TASK INSTRUCTIONS:
Find every line in the entries below that contains the string "dark", treating uppercase and lowercase as different, and copy each of those lines.

Stored dataset items:

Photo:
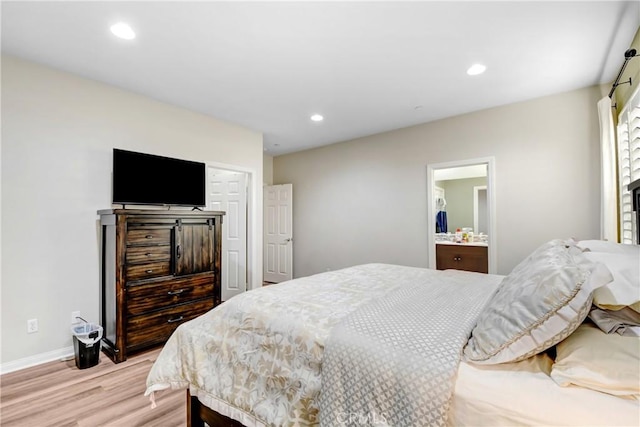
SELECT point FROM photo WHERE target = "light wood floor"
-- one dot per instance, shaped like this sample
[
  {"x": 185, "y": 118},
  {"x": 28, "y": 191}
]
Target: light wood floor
[{"x": 59, "y": 394}]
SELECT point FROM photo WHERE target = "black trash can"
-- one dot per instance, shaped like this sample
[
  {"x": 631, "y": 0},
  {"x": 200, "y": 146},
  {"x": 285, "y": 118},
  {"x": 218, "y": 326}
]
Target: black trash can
[{"x": 86, "y": 344}]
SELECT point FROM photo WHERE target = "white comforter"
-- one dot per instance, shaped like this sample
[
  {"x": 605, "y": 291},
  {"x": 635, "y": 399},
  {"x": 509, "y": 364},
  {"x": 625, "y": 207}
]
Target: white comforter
[{"x": 257, "y": 357}]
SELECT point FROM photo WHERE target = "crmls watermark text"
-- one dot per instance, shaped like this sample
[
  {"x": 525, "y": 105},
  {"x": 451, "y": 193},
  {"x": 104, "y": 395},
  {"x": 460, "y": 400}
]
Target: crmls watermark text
[{"x": 362, "y": 418}]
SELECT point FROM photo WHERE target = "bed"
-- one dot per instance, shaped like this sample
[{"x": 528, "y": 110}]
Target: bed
[{"x": 380, "y": 344}]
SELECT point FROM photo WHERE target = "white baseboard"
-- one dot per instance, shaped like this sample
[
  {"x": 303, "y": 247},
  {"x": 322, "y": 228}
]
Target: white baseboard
[{"x": 38, "y": 359}]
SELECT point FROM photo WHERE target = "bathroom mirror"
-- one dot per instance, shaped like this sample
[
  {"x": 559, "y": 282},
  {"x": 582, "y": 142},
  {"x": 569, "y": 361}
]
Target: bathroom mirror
[{"x": 461, "y": 194}]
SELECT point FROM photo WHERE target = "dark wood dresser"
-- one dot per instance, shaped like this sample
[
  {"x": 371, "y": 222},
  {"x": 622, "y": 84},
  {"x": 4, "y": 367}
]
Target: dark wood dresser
[
  {"x": 160, "y": 268},
  {"x": 467, "y": 257}
]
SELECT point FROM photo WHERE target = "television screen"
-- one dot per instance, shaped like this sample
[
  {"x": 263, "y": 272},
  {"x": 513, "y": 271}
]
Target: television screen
[{"x": 146, "y": 179}]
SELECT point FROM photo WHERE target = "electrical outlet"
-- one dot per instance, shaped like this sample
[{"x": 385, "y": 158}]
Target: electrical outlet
[
  {"x": 74, "y": 315},
  {"x": 32, "y": 326}
]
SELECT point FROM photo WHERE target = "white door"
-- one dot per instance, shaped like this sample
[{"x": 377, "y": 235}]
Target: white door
[
  {"x": 278, "y": 233},
  {"x": 228, "y": 193}
]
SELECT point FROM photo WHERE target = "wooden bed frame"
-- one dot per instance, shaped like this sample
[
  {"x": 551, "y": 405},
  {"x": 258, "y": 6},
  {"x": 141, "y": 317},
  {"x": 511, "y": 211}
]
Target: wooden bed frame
[{"x": 198, "y": 414}]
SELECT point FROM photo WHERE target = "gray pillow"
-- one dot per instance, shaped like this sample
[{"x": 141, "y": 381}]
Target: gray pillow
[{"x": 541, "y": 302}]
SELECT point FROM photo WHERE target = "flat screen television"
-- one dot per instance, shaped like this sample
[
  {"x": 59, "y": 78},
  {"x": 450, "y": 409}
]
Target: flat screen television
[{"x": 147, "y": 179}]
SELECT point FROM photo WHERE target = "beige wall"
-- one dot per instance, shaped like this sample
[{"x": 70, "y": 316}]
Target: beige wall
[
  {"x": 624, "y": 92},
  {"x": 58, "y": 132},
  {"x": 267, "y": 170},
  {"x": 365, "y": 200}
]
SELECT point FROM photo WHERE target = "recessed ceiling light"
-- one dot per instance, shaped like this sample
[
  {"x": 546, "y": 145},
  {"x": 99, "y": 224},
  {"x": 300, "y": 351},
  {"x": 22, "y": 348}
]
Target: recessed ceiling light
[
  {"x": 476, "y": 69},
  {"x": 123, "y": 31}
]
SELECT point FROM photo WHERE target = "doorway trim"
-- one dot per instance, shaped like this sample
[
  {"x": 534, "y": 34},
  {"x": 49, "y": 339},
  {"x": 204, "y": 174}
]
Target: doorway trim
[
  {"x": 254, "y": 229},
  {"x": 491, "y": 202},
  {"x": 476, "y": 198}
]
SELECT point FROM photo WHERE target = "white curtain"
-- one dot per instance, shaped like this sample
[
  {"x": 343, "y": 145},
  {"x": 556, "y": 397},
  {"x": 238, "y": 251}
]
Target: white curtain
[{"x": 608, "y": 186}]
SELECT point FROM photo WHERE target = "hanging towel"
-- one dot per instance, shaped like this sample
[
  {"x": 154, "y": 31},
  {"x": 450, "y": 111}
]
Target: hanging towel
[{"x": 441, "y": 222}]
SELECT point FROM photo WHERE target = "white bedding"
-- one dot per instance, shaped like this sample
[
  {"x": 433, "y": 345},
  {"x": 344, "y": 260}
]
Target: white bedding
[
  {"x": 523, "y": 393},
  {"x": 216, "y": 356}
]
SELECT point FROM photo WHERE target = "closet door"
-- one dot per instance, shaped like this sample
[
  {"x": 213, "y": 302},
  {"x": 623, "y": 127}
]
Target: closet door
[{"x": 194, "y": 248}]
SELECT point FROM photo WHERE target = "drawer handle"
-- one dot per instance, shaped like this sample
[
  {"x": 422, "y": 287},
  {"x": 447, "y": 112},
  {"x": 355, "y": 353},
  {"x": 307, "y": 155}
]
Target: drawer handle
[{"x": 175, "y": 320}]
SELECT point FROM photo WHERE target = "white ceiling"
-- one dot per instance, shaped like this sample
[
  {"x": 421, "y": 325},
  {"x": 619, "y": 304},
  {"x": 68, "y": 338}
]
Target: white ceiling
[{"x": 368, "y": 67}]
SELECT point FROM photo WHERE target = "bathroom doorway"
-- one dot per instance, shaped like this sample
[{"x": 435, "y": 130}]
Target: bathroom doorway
[{"x": 452, "y": 174}]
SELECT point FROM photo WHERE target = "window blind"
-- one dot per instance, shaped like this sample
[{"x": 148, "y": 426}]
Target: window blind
[{"x": 628, "y": 133}]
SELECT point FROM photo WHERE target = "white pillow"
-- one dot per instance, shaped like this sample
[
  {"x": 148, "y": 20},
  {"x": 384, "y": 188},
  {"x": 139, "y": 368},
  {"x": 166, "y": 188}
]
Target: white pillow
[
  {"x": 624, "y": 290},
  {"x": 537, "y": 305},
  {"x": 590, "y": 358}
]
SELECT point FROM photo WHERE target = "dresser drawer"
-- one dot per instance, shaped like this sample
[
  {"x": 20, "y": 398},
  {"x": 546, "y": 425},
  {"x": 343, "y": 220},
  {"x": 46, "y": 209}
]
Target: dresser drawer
[
  {"x": 156, "y": 327},
  {"x": 144, "y": 254},
  {"x": 149, "y": 236},
  {"x": 156, "y": 296},
  {"x": 461, "y": 257},
  {"x": 148, "y": 270}
]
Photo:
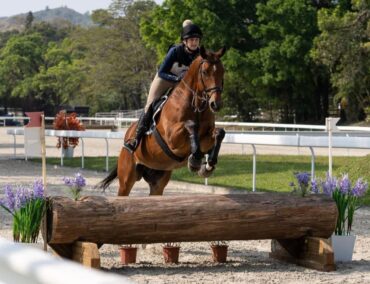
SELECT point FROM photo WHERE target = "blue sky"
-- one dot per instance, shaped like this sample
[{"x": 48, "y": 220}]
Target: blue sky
[{"x": 14, "y": 7}]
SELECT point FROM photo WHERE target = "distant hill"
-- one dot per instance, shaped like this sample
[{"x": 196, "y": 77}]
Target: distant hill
[{"x": 53, "y": 16}]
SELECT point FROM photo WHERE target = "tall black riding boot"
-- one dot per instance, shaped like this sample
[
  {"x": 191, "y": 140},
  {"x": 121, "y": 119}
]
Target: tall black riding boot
[{"x": 142, "y": 127}]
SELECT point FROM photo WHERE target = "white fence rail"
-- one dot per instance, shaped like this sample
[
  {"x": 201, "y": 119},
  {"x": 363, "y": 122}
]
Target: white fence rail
[
  {"x": 239, "y": 126},
  {"x": 23, "y": 264},
  {"x": 309, "y": 139}
]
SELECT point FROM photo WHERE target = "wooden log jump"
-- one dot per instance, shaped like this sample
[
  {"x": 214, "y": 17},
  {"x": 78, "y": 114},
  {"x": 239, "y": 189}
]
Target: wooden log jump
[{"x": 299, "y": 225}]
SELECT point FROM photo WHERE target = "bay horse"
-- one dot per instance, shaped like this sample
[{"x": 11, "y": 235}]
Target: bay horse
[{"x": 183, "y": 133}]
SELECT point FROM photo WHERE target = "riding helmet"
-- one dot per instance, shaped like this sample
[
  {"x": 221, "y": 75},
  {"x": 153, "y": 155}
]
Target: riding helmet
[{"x": 190, "y": 30}]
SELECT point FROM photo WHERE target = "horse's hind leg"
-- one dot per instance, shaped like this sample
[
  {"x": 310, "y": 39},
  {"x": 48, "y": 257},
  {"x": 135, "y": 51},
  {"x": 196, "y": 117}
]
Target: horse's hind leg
[
  {"x": 126, "y": 172},
  {"x": 195, "y": 159},
  {"x": 207, "y": 168},
  {"x": 157, "y": 180}
]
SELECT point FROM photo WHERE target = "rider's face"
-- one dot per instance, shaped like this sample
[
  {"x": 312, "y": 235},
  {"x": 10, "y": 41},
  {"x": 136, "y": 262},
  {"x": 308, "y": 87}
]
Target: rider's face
[{"x": 192, "y": 43}]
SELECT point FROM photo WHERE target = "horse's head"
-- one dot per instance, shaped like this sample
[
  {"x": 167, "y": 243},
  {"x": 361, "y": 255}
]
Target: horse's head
[{"x": 211, "y": 77}]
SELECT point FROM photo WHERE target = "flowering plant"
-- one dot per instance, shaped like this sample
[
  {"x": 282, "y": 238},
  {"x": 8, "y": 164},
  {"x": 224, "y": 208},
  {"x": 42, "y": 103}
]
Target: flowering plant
[
  {"x": 75, "y": 185},
  {"x": 27, "y": 206},
  {"x": 344, "y": 194},
  {"x": 64, "y": 121}
]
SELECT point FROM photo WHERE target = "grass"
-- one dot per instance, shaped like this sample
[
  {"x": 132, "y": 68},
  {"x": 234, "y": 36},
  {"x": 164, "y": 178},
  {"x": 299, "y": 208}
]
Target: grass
[{"x": 274, "y": 173}]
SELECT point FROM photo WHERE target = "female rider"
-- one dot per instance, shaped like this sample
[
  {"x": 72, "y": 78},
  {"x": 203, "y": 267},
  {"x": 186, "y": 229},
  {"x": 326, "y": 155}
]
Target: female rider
[{"x": 170, "y": 73}]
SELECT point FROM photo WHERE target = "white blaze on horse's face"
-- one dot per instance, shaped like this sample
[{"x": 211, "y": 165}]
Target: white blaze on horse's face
[{"x": 211, "y": 75}]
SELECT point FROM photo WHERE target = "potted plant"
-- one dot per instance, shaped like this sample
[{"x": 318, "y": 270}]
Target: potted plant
[
  {"x": 75, "y": 185},
  {"x": 346, "y": 198},
  {"x": 128, "y": 254},
  {"x": 171, "y": 252},
  {"x": 27, "y": 205},
  {"x": 64, "y": 121},
  {"x": 219, "y": 251}
]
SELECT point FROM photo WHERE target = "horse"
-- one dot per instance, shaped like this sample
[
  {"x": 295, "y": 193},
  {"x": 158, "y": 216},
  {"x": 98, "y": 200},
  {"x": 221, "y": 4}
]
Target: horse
[{"x": 183, "y": 133}]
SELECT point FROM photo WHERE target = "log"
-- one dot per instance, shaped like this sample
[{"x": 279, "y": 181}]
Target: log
[{"x": 159, "y": 219}]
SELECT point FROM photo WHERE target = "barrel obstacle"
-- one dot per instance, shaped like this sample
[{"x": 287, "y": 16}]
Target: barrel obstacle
[{"x": 299, "y": 226}]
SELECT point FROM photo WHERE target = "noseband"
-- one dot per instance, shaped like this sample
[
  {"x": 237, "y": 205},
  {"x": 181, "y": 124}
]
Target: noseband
[{"x": 204, "y": 96}]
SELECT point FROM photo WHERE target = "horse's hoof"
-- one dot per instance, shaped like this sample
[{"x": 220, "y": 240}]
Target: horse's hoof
[
  {"x": 203, "y": 172},
  {"x": 194, "y": 165}
]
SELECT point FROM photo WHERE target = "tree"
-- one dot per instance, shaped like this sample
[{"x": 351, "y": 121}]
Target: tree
[
  {"x": 343, "y": 47},
  {"x": 29, "y": 20},
  {"x": 285, "y": 30},
  {"x": 118, "y": 67},
  {"x": 19, "y": 60}
]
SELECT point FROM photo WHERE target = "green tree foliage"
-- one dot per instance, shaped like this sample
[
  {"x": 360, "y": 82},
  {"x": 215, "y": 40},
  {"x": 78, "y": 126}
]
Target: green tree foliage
[
  {"x": 19, "y": 59},
  {"x": 119, "y": 68},
  {"x": 282, "y": 66},
  {"x": 35, "y": 72},
  {"x": 344, "y": 47}
]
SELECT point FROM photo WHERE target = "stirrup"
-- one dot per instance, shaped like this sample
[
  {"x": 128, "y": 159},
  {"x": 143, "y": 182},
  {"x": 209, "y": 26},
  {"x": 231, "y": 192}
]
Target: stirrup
[{"x": 130, "y": 145}]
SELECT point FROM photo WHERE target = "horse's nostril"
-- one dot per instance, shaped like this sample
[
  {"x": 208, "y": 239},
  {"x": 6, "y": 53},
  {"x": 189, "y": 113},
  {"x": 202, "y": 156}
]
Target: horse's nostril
[{"x": 214, "y": 106}]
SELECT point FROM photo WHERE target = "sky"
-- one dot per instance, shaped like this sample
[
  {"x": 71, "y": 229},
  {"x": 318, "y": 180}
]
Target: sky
[{"x": 14, "y": 7}]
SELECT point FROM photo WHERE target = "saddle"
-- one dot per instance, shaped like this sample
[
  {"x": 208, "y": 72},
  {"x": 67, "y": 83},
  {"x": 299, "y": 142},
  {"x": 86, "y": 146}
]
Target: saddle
[{"x": 156, "y": 108}]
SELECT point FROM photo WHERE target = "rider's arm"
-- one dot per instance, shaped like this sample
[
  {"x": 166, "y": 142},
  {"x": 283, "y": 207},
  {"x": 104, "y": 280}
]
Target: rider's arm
[{"x": 164, "y": 69}]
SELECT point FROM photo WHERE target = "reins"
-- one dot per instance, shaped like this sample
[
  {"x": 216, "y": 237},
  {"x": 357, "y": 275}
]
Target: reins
[{"x": 203, "y": 97}]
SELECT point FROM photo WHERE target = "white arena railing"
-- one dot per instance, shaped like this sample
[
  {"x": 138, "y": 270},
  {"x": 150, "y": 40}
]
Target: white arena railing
[
  {"x": 22, "y": 264},
  {"x": 238, "y": 126},
  {"x": 310, "y": 139}
]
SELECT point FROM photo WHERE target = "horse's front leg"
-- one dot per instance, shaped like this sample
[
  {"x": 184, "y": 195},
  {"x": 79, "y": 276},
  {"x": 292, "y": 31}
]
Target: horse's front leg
[
  {"x": 207, "y": 168},
  {"x": 195, "y": 158}
]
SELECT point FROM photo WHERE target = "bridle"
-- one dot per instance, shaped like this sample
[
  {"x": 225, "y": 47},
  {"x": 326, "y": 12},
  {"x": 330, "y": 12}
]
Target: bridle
[{"x": 204, "y": 95}]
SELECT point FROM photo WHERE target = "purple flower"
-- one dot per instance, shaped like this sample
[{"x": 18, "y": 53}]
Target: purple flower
[
  {"x": 80, "y": 180},
  {"x": 329, "y": 185},
  {"x": 303, "y": 178},
  {"x": 9, "y": 200},
  {"x": 22, "y": 196},
  {"x": 360, "y": 188},
  {"x": 315, "y": 186},
  {"x": 38, "y": 189},
  {"x": 345, "y": 184}
]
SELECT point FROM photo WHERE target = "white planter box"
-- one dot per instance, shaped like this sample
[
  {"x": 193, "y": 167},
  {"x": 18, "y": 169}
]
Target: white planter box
[{"x": 343, "y": 247}]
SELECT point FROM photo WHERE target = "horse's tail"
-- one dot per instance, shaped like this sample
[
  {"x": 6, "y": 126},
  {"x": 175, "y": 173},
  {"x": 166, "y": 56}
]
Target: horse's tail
[{"x": 108, "y": 180}]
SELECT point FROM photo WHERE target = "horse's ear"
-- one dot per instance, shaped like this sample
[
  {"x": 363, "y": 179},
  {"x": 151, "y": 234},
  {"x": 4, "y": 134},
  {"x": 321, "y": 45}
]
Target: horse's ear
[
  {"x": 221, "y": 52},
  {"x": 203, "y": 52}
]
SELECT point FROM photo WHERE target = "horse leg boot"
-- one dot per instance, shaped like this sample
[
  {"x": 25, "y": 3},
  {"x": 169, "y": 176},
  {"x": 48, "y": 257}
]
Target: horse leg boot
[
  {"x": 142, "y": 127},
  {"x": 208, "y": 167},
  {"x": 195, "y": 158}
]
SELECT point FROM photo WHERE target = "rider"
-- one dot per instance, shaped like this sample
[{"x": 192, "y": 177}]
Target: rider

TASK RESPONSE:
SELECT point FROM photo WHERE target = "dark wood dresser"
Target: dark wood dresser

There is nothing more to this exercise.